■ **Vorgegebener Text**:

-------------------------

Das Blut des Piraten ist zu rot

Italiens Radsportfans mögen es nicht glauben, daß nun auch ihr großes Idol Marco Pantani im Dopingsumpf gelandet ist. Sie vermuten ein finsteres Komplott  ■   Aus Rom Werner Raith

Die eiskalte Dusche folgte der Heiligsprechung in nur wenigen Stunden Abstand: „Pirata, t'adoriamo“ hatten Fans gleich dutzendweise auf ihre Transparente bei der Ankunft Marco Pantanis in Madonna di Campiglio geschrieben: Pirat, wir beten dich an. La Repubblica bejubelte den 28jährigen Radrennfahrer – der seinen Spitznamen wegen seines kahlen Schädels und des darüber getragenen Kopftuches erhalten hat – auf der ersten Seite: „Pantani, Giro da leggenda“. Doch wenige Stunden nach dem triumphalen Einzug des Wunder-Radlers bei der drittletzten, der schwersten Bergetappe des Giro d'Italia, war es vorbei mit der Legende.

Als am Abend Gerüchte zu kursieren begannen, einer der Top-Pedaler werde wohl am nächsten Tag nicht mehr mitfahren, konzentrierten sich der Verdacht ausschließlich auf die anderen Mitglieder der Spitzengruppe, Gotti, Heras, Simoni, Jalabert. Auf Pantani, der in seiner Heimat geradezu als Ausgeburt des sauberen Sportlers galt, kam niemand. Doch dann, beim Start am Samstag früh, standen da mit strengen Gesichtern die Kommissare und teilten lapidar mit: „Beim Teilnehmer Pantani, Marco, wurden 52 Prozent Hämatokrit im Blut gefunden. Erlaubt sind nur 50 Prozent. Der Teilnehmer wird daher sofort von jeglichem Wettkampf ausgeschlossen und bleibt für 15 Tage gesperrt.“ Das Rosa Trikot des Spitzenreiters holte sich danach der Italiener Ivan Gotti und trug es gestern auch sicher ins Ziel nach Mailand.

Der Hämatokritwert gibt den Prozentsatz der roten Blutkörperchen im Blut an. Ist dieser Wert stark erhöht, deutet dies auf die Einnahme verbotener Substanzen, insbesondere das Blutdopingmittel EPO hin. Einige Mitfahrer der Pantani-Equipe purzelten im Wortsinne vom Rad, die Mannschaft beschloß sofort den solidarischen Ausstieg. Pantani selbst, noch im Rosa Trikot, hob hilflos die Hände, fuhr sich über seinen glatten Schädel, dann verschwand er. Später drohte er mit totalem Rückzug aus dem Rennsport.

-------------------------

■ **Zu lösende Aufgaben**:
1. Fasse den Absatz, der mit „Als am Abend Gerüchte zu kursieren begannen“ beginnt, aus dem Text über Pantanis Dopingfall als kurze Liste zusammen und behalte dabei die wichtigsten Fakten.
2. Welcher Hämatokritwert wurde laut dem Text über Pantanis Dopingfall in Pantanis Blut gefunden?
3. Schreibe den Text über Pantanis Dopingfall im Anschluss an seinen letzten Satz weiter.
Die Einträge haben mit dem Text über Pantanis Dopingfall nichts zu tun.

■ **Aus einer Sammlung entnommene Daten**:
-------------------------

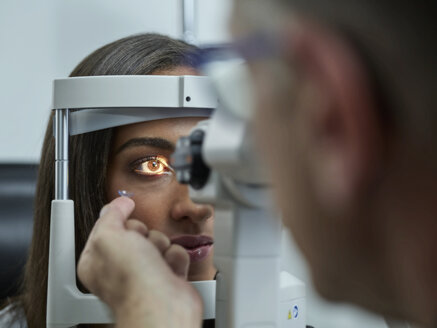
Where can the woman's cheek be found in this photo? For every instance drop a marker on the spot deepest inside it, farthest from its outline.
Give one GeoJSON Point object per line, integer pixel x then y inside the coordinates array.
{"type": "Point", "coordinates": [152, 209]}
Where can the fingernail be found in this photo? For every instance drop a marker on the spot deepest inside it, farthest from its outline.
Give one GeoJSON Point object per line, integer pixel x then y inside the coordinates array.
{"type": "Point", "coordinates": [104, 210]}
{"type": "Point", "coordinates": [124, 193]}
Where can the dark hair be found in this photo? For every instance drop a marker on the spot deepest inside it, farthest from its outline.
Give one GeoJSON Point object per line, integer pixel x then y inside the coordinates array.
{"type": "Point", "coordinates": [135, 55]}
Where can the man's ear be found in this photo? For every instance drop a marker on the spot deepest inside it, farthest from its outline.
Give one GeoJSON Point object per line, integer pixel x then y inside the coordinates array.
{"type": "Point", "coordinates": [344, 130]}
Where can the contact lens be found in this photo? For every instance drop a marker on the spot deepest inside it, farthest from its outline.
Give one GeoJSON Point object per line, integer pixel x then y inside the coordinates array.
{"type": "Point", "coordinates": [124, 193]}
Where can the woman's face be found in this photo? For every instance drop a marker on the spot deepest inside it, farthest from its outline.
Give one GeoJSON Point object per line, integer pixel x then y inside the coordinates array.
{"type": "Point", "coordinates": [139, 164]}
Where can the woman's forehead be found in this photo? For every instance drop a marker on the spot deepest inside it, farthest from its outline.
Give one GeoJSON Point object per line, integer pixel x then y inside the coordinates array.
{"type": "Point", "coordinates": [171, 129]}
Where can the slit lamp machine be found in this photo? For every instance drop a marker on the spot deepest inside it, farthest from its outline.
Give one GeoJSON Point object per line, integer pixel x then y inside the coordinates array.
{"type": "Point", "coordinates": [217, 161]}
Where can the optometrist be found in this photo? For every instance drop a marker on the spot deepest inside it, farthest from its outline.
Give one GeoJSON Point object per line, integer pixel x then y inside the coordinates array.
{"type": "Point", "coordinates": [346, 102]}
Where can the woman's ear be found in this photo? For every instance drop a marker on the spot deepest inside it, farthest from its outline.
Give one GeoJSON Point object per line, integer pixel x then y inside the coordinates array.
{"type": "Point", "coordinates": [344, 133]}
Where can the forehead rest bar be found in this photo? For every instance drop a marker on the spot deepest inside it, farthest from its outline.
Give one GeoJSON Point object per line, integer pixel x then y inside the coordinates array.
{"type": "Point", "coordinates": [100, 102]}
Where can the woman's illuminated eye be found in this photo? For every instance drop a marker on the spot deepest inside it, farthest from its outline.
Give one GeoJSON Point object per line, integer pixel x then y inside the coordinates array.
{"type": "Point", "coordinates": [152, 166]}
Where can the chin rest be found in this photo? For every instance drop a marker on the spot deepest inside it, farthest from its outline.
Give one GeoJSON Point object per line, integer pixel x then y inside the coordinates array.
{"type": "Point", "coordinates": [17, 191]}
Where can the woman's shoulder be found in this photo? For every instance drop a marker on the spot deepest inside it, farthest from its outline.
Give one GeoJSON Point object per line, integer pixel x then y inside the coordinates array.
{"type": "Point", "coordinates": [12, 316]}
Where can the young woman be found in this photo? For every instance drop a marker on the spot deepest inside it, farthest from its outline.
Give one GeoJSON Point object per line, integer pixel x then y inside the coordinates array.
{"type": "Point", "coordinates": [134, 158]}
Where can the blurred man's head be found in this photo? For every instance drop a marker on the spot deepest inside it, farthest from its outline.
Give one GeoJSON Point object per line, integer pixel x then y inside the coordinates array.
{"type": "Point", "coordinates": [347, 118]}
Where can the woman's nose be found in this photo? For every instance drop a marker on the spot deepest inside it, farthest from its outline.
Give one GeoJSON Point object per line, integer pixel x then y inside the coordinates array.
{"type": "Point", "coordinates": [186, 209]}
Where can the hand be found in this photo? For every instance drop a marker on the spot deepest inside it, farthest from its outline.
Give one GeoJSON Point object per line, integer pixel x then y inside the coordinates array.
{"type": "Point", "coordinates": [137, 272]}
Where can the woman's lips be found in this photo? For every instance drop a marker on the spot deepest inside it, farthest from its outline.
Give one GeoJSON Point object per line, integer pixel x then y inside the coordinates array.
{"type": "Point", "coordinates": [198, 247]}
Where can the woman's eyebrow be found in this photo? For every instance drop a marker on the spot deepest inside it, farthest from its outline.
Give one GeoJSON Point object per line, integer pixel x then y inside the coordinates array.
{"type": "Point", "coordinates": [152, 142]}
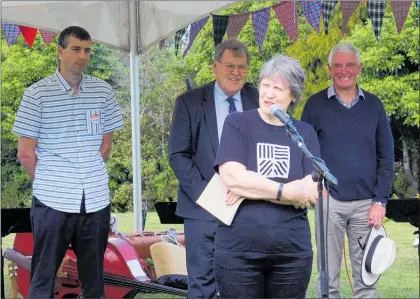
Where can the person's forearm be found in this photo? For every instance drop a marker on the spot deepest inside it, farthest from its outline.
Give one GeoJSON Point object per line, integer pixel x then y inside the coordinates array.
{"type": "Point", "coordinates": [250, 184]}
{"type": "Point", "coordinates": [29, 163]}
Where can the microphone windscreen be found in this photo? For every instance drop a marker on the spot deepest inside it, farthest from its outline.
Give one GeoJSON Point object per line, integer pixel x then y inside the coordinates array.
{"type": "Point", "coordinates": [273, 108]}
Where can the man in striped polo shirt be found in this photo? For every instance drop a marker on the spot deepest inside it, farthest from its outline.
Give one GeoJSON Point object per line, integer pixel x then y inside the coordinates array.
{"type": "Point", "coordinates": [65, 124]}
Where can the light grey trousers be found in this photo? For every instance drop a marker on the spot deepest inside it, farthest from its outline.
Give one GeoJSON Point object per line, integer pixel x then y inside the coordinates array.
{"type": "Point", "coordinates": [351, 218]}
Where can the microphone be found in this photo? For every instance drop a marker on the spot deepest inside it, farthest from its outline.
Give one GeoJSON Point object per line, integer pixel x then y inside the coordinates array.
{"type": "Point", "coordinates": [276, 111]}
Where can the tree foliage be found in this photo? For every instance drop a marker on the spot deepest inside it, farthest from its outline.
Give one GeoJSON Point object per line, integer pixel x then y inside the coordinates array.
{"type": "Point", "coordinates": [390, 70]}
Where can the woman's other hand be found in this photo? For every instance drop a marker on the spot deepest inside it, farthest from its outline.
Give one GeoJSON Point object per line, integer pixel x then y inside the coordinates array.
{"type": "Point", "coordinates": [231, 198]}
{"type": "Point", "coordinates": [303, 193]}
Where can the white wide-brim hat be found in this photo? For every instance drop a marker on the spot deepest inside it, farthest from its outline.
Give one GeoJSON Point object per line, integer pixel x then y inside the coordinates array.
{"type": "Point", "coordinates": [378, 256]}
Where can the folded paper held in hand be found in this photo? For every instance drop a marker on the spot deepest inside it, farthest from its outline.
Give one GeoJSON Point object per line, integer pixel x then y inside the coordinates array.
{"type": "Point", "coordinates": [213, 199]}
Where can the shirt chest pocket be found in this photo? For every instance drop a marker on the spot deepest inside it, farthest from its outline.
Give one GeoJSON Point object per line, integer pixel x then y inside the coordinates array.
{"type": "Point", "coordinates": [94, 122]}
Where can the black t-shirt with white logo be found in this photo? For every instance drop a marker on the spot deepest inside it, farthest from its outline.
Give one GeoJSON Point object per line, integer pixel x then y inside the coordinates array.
{"type": "Point", "coordinates": [262, 228]}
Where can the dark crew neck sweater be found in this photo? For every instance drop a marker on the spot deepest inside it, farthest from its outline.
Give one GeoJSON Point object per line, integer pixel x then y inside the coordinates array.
{"type": "Point", "coordinates": [356, 144]}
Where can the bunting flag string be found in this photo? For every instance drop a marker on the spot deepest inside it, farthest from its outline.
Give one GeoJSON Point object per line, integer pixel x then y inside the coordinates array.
{"type": "Point", "coordinates": [400, 10]}
{"type": "Point", "coordinates": [347, 9]}
{"type": "Point", "coordinates": [327, 10]}
{"type": "Point", "coordinates": [235, 24]}
{"type": "Point", "coordinates": [286, 12]}
{"type": "Point", "coordinates": [260, 20]}
{"type": "Point", "coordinates": [376, 12]}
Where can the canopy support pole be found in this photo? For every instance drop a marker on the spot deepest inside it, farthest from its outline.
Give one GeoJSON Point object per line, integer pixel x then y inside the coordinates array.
{"type": "Point", "coordinates": [135, 118]}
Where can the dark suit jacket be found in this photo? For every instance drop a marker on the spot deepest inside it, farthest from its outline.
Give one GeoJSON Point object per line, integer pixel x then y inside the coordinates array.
{"type": "Point", "coordinates": [193, 144]}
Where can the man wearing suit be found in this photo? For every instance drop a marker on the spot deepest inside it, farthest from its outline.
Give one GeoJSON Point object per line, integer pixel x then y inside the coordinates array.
{"type": "Point", "coordinates": [197, 125]}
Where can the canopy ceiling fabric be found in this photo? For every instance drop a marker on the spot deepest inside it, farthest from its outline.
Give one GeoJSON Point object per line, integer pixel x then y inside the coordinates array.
{"type": "Point", "coordinates": [108, 21]}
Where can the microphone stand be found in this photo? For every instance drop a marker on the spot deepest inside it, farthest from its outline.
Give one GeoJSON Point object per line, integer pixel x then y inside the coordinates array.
{"type": "Point", "coordinates": [322, 174]}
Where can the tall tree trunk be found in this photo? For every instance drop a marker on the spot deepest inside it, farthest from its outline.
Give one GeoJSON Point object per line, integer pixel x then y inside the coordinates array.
{"type": "Point", "coordinates": [413, 184]}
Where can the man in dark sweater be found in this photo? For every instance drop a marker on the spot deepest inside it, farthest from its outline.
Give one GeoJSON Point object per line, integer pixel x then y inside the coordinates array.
{"type": "Point", "coordinates": [357, 145]}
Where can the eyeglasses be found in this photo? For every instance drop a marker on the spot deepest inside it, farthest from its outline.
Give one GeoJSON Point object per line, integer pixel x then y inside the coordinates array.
{"type": "Point", "coordinates": [229, 67]}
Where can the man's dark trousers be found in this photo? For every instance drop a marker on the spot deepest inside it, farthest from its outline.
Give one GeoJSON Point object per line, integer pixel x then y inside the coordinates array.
{"type": "Point", "coordinates": [53, 231]}
{"type": "Point", "coordinates": [199, 243]}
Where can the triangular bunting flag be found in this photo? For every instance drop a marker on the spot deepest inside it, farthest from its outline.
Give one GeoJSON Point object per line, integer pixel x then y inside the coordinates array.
{"type": "Point", "coordinates": [327, 9]}
{"type": "Point", "coordinates": [347, 9]}
{"type": "Point", "coordinates": [29, 34]}
{"type": "Point", "coordinates": [312, 12]}
{"type": "Point", "coordinates": [194, 30]}
{"type": "Point", "coordinates": [219, 28]}
{"type": "Point", "coordinates": [11, 32]}
{"type": "Point", "coordinates": [260, 20]}
{"type": "Point", "coordinates": [400, 10]}
{"type": "Point", "coordinates": [376, 12]}
{"type": "Point", "coordinates": [235, 24]}
{"type": "Point", "coordinates": [178, 36]}
{"type": "Point", "coordinates": [185, 40]}
{"type": "Point", "coordinates": [47, 36]}
{"type": "Point", "coordinates": [286, 13]}
{"type": "Point", "coordinates": [162, 43]}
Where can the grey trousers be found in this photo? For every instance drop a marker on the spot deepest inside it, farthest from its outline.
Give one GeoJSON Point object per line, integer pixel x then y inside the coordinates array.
{"type": "Point", "coordinates": [351, 218]}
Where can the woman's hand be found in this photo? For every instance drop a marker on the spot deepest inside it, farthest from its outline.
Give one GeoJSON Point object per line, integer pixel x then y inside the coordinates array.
{"type": "Point", "coordinates": [231, 198]}
{"type": "Point", "coordinates": [303, 193]}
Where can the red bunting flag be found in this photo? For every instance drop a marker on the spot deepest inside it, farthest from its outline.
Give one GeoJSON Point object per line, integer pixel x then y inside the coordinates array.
{"type": "Point", "coordinates": [29, 34]}
{"type": "Point", "coordinates": [286, 13]}
{"type": "Point", "coordinates": [235, 24]}
{"type": "Point", "coordinates": [47, 36]}
{"type": "Point", "coordinates": [400, 10]}
{"type": "Point", "coordinates": [347, 9]}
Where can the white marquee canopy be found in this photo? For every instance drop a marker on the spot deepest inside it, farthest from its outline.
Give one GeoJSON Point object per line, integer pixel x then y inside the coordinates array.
{"type": "Point", "coordinates": [129, 25]}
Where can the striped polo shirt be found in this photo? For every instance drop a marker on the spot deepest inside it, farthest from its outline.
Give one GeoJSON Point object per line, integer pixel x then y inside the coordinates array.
{"type": "Point", "coordinates": [69, 132]}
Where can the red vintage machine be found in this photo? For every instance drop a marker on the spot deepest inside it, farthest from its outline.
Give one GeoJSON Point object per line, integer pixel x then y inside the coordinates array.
{"type": "Point", "coordinates": [123, 272]}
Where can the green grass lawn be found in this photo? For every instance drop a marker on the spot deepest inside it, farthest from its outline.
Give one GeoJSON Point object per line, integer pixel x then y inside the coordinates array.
{"type": "Point", "coordinates": [400, 281]}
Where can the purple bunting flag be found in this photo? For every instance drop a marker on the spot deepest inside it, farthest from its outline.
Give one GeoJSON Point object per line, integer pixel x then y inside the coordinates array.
{"type": "Point", "coordinates": [286, 13]}
{"type": "Point", "coordinates": [376, 12]}
{"type": "Point", "coordinates": [400, 10]}
{"type": "Point", "coordinates": [235, 24]}
{"type": "Point", "coordinates": [347, 9]}
{"type": "Point", "coordinates": [162, 43]}
{"type": "Point", "coordinates": [11, 32]}
{"type": "Point", "coordinates": [178, 36]}
{"type": "Point", "coordinates": [194, 30]}
{"type": "Point", "coordinates": [47, 36]}
{"type": "Point", "coordinates": [260, 21]}
{"type": "Point", "coordinates": [219, 28]}
{"type": "Point", "coordinates": [312, 12]}
{"type": "Point", "coordinates": [327, 9]}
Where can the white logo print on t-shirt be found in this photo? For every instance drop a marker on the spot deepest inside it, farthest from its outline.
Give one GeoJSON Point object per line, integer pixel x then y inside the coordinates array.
{"type": "Point", "coordinates": [273, 160]}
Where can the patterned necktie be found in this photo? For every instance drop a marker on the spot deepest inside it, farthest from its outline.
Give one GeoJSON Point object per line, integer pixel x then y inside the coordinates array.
{"type": "Point", "coordinates": [232, 107]}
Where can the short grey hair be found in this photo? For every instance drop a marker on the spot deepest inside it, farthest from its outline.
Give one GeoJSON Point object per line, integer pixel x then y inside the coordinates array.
{"type": "Point", "coordinates": [290, 72]}
{"type": "Point", "coordinates": [345, 47]}
{"type": "Point", "coordinates": [237, 47]}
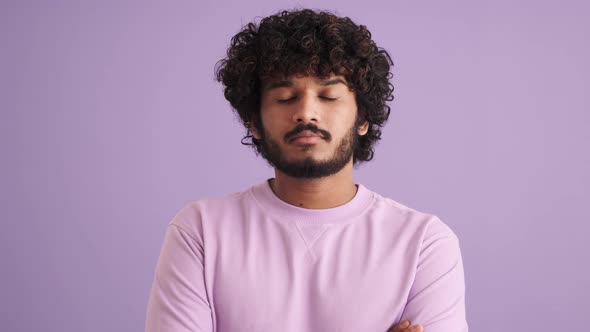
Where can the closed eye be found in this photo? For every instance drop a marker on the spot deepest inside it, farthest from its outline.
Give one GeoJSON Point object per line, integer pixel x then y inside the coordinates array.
{"type": "Point", "coordinates": [285, 101]}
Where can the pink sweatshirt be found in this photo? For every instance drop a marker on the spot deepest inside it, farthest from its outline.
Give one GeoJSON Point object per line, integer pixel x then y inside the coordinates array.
{"type": "Point", "coordinates": [252, 262]}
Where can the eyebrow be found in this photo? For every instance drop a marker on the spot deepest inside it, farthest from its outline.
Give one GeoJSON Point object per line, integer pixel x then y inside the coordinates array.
{"type": "Point", "coordinates": [286, 84]}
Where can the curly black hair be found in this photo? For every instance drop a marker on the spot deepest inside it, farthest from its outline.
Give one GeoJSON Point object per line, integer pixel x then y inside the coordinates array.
{"type": "Point", "coordinates": [308, 42]}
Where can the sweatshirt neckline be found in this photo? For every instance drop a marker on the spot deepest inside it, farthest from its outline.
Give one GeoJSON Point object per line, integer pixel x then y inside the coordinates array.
{"type": "Point", "coordinates": [345, 213]}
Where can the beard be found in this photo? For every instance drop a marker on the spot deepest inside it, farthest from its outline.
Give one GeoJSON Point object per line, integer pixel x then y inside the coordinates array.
{"type": "Point", "coordinates": [309, 168]}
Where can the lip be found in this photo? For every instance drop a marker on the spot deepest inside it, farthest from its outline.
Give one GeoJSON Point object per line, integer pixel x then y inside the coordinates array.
{"type": "Point", "coordinates": [305, 137]}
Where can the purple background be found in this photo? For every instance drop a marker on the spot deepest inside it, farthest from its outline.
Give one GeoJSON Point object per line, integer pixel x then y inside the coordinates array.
{"type": "Point", "coordinates": [111, 121]}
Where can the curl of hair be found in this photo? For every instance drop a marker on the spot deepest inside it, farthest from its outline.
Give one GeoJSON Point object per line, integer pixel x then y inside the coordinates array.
{"type": "Point", "coordinates": [306, 42]}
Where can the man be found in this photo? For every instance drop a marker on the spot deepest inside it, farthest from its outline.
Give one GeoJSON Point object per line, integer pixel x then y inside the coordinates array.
{"type": "Point", "coordinates": [307, 250]}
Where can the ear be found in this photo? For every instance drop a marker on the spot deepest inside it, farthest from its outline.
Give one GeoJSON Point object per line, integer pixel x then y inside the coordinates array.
{"type": "Point", "coordinates": [364, 128]}
{"type": "Point", "coordinates": [253, 130]}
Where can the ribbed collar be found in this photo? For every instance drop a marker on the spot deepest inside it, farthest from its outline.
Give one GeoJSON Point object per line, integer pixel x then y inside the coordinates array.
{"type": "Point", "coordinates": [346, 213]}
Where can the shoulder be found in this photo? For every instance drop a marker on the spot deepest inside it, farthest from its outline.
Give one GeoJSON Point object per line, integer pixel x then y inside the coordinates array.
{"type": "Point", "coordinates": [422, 224]}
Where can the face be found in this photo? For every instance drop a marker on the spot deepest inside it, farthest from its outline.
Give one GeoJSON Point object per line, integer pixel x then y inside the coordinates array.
{"type": "Point", "coordinates": [309, 125]}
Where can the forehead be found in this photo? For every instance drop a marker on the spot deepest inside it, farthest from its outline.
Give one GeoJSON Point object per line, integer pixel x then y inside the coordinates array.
{"type": "Point", "coordinates": [297, 80]}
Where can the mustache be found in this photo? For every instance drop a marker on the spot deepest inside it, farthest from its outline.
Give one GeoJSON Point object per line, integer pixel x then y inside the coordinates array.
{"type": "Point", "coordinates": [311, 127]}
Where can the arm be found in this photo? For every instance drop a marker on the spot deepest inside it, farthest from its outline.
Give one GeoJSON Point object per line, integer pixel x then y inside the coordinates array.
{"type": "Point", "coordinates": [437, 297]}
{"type": "Point", "coordinates": [178, 299]}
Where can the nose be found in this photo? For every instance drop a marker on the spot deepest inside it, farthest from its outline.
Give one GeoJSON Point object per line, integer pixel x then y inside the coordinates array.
{"type": "Point", "coordinates": [306, 109]}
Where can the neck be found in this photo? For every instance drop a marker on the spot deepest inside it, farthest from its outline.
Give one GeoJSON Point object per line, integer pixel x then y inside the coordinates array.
{"type": "Point", "coordinates": [322, 193]}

-------------------------

■ **Schriftliche Antworten**:
1.
- Abends kursierten Gerüchte, ein Spitzenfahrer werde am nächsten Tag nicht mehr mitfahren.
- Der Verdacht fiel auf Gotti, Heras, Simoni und Jalabert, nicht auf Pantani, der in Italien als Inbegriff des sauberen Sportlers galt.
- Beim Start am Samstagmorgen gaben die Kommissare bekannt, dass bei Pantani 52 Prozent Hämatokrit gemessen wurden, erlaubt sind 50 Prozent.
- Pantani wurde sofort von jedem Wettkampf ausgeschlossen und für 15 Tage gesperrt.
- Ivan Gotti übernahm das Rosa Trikot und brachte es gestern sicher ins Ziel nach Mailand.

2. 52 Prozent.

3.
Kommissare und Sportmediziner blieben nicht nur mit einem aufgebrachten Haufen Rennfahrer zurück, sondern auch mit einem wütenden Zuschauervolk, das sich seines letzten Symbols unverdorbener Sportmoral beraubt sah. Vergeblich erklärten die Fachleute, daß der bei Pantani gefundene Hämatokritwert lebensgefährlich sei und er schon deshalb aus dem Rennen genommen werden müsse. Die Fans wollen nicht einsehen, daß man den „Piraten“ wegen „lächerlicher zwei Prozent Überschreitung sperren kann“, wie ein Mannschaftsmitglied barmte, und Ex-Heroen der Zunft wie Moser oder Gismondi rieten, das ganze Medizinerpack doch einfach zum Teufel zu hauen.

Das italienische NOK und der nationale Radsportverband suchen das Beste aus der Situation zu machen. „Alle Welt sieht nun, daß wir die Sache mit dem Doping ernst nehmen“, tönte das Kommuniqué gleich nach Bekanntwerden der Sperre, und im Brustton der Vorreiterrolle werden Pressestimmen speziell aus Frankreich und Deutschland abgekanzelt, die im Vorfeld des Giro mangelnde Kontrollfreudigkeit unterstellt hatten.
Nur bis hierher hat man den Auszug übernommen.